#### OBJECTIVE
Could you lay out the stretch of records from the line containing "Exercise. Identify the fish in" through the end of the records as a two-column CSV, with columns named text and answer, one row per record, each field in quotes and line breaks replaced by spaces? Leave the pictures out.

START RECORDED INFORMATION

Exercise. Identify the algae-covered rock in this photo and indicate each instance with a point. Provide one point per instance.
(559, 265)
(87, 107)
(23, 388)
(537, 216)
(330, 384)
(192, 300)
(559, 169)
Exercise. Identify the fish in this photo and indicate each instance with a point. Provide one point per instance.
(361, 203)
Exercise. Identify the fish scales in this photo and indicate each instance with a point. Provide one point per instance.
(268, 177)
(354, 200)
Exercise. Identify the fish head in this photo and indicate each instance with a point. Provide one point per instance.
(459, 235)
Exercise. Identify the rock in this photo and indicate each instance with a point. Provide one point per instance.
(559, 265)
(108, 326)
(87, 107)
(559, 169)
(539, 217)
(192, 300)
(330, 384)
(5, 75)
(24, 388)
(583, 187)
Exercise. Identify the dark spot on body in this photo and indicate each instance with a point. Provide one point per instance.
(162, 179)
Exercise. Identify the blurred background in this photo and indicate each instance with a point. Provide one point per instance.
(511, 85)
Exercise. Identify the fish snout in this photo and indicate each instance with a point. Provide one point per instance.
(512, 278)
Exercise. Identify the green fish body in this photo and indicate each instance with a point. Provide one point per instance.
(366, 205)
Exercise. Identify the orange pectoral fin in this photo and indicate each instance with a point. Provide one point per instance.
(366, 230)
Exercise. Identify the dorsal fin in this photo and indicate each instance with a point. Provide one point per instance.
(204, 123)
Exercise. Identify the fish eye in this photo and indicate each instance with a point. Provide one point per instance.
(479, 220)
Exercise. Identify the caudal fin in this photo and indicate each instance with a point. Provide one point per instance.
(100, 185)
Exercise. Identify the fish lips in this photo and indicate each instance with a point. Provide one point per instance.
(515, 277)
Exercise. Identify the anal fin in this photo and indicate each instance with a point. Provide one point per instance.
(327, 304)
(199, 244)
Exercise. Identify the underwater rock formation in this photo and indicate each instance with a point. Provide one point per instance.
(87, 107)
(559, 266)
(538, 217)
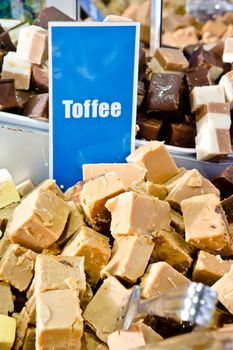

END RECORDED INFORMATION

#### CORRECT RESPONSE
text,answer
"Exercise. Identify the fish in this photo and indicate each instance with a point. Provide one point per instance.","(361, 203)"
"Exercise. Identify the fish scales in this photo and indicate each instance with a point. Provide one point per instance.","(268, 177) (354, 200)"
"Exercise. Identify the fish head in this photo and indicate each instance with a point. Provide one point per instance.","(459, 235)"
"Exercise. Identify the rock in this photo and indicate each instance with a point. Provide one point per instance.","(559, 265) (108, 326) (87, 107) (559, 169) (539, 217) (192, 300) (330, 384) (5, 75) (24, 388) (583, 187)"
"Exercise. Identify the dark spot on body in this photo and indicate each instance with a point. Provide one point per instance.","(162, 179)"
"Exercise. Identify the blurred background in this photo and indicate each instance with a point. Provide one point per instance.","(511, 85)"
"Exercise. Identify the fish snout in this photo and indicate each instance with a point. Provide one point per instance.","(512, 278)"
"Exercise. Identify the green fish body in this photo and indicate each instance with a point. Provide one point per instance.","(366, 205)"
"Exercise. Identify the orange pectoral fin in this photo and indicate each instance with a point. Provide one point per instance.","(366, 230)"
"Exercise. Identify the dorsal fin in this photo and indicate each instance with a point. Provide one point per instance.","(204, 123)"
"Exercise. Identify the fish eye in this photo and indicate each instance with a point. Provide one point per instance.","(479, 220)"
"Exercise. Identify the caudal fin in this photo and indicate each instance with a point. Provide one point per instance.","(100, 185)"
"Exercise. Identify the fish lips in this photo and indicate each instance with a point. Provide one point per instance.","(515, 277)"
"Exercise. Identify the anal fin in this photo and indicate each instance with a point. Provide one point per instance.","(327, 304) (199, 244)"
"Exercise. Identify the underwater rock formation in this photo and indicate each instance with a point. Provide one point per instance.","(87, 107) (559, 266) (538, 217)"